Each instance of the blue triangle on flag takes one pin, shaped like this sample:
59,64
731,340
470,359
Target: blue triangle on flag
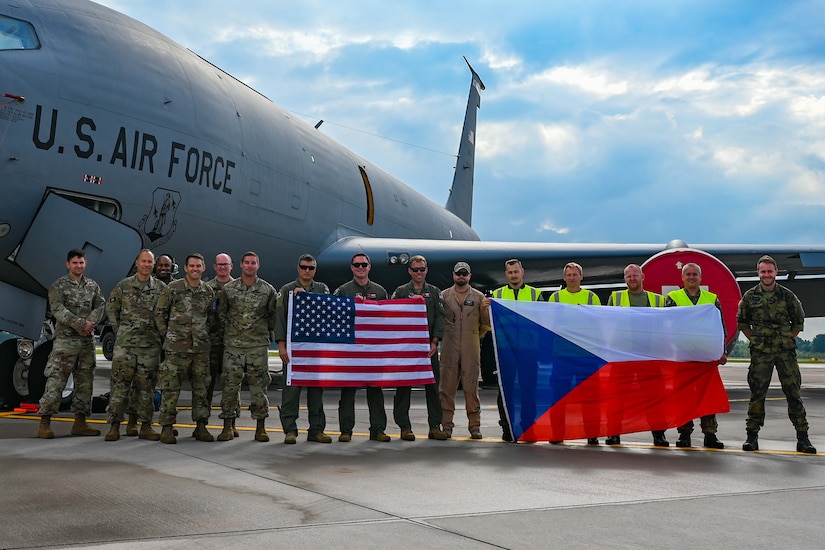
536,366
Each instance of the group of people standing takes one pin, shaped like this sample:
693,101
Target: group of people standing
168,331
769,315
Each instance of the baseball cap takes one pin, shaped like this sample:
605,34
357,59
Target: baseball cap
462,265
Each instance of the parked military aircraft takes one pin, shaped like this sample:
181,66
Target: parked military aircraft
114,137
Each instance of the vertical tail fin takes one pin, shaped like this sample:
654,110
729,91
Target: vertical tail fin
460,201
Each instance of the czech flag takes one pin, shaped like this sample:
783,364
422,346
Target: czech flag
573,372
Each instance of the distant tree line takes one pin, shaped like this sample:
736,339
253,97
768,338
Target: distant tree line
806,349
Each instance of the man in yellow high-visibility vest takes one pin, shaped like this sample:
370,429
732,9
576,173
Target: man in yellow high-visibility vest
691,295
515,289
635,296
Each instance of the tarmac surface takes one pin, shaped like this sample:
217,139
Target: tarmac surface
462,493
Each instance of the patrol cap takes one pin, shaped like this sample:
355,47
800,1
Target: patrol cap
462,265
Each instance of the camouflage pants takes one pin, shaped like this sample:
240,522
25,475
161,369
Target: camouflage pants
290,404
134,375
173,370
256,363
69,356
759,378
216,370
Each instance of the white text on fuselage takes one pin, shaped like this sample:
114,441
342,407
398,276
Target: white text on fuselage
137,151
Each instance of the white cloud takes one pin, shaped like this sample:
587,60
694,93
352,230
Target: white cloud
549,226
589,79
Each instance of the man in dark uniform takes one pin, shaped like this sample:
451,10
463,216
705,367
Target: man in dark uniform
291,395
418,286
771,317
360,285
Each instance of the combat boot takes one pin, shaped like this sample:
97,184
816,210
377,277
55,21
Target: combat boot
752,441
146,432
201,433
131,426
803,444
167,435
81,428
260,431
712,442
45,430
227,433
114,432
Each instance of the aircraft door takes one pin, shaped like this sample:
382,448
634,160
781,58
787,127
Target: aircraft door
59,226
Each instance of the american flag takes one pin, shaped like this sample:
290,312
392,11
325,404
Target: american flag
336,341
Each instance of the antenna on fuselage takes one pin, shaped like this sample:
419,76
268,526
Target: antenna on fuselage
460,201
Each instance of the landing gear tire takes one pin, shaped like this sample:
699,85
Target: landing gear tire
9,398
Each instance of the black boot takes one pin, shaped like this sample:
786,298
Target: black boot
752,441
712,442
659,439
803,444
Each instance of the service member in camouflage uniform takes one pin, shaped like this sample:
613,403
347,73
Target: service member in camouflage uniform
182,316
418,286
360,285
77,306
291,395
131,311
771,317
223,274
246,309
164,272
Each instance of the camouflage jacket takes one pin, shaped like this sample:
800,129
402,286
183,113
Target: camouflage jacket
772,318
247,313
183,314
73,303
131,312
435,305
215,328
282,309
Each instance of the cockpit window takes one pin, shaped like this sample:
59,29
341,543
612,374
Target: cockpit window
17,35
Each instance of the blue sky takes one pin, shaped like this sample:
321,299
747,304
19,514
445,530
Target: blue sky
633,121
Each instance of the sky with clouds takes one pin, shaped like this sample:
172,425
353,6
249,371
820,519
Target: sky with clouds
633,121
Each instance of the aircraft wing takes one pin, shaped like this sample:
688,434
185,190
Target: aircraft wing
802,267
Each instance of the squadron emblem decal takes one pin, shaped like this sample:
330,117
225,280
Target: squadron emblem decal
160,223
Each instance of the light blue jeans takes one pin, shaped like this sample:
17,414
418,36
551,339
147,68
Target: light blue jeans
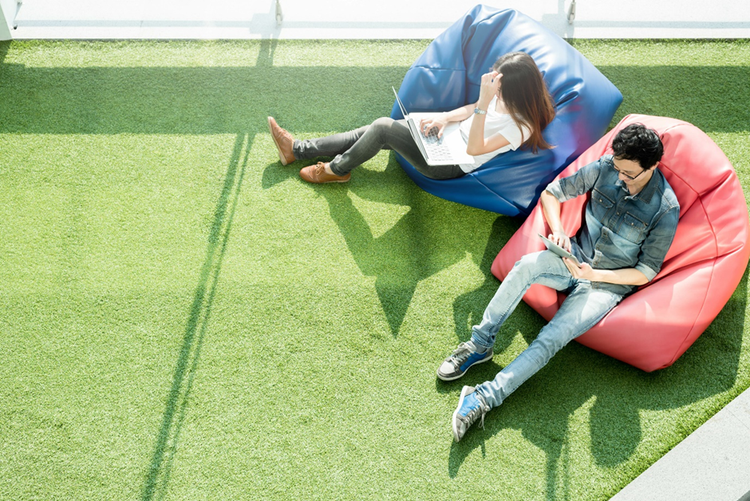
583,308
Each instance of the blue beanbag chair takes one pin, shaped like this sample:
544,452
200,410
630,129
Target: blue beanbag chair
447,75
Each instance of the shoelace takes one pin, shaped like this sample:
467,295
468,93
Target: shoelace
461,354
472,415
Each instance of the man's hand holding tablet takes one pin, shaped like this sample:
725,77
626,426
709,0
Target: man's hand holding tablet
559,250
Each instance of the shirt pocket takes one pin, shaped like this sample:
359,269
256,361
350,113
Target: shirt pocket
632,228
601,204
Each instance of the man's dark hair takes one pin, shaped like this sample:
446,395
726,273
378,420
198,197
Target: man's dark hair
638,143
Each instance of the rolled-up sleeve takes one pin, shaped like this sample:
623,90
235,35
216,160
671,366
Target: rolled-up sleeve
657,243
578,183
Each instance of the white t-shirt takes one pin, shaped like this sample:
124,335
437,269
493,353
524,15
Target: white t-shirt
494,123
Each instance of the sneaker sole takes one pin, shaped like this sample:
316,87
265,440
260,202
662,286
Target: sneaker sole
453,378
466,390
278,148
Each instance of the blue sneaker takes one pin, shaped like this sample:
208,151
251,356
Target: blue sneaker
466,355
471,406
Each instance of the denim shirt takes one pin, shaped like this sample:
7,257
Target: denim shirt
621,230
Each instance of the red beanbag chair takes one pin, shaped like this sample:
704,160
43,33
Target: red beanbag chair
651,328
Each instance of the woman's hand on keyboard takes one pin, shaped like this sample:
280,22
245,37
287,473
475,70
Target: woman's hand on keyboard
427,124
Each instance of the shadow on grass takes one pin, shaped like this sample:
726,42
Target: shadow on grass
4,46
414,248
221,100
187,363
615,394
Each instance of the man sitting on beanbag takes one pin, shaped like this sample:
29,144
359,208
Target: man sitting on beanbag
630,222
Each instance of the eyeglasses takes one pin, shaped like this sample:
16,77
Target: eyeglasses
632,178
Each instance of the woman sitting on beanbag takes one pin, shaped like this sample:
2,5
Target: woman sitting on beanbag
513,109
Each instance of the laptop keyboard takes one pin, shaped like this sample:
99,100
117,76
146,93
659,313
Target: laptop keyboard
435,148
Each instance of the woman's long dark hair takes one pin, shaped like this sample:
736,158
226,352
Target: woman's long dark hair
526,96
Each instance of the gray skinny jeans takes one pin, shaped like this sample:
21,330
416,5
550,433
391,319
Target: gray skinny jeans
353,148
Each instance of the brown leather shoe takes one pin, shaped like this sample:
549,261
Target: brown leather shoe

Exercise instructions :: What this exercise asks for is every line of the data above with the word "brown".

Completed task ::
Each instance of the brown leather shoe takes one pin, shaped like this sample:
Target: brown leather shoe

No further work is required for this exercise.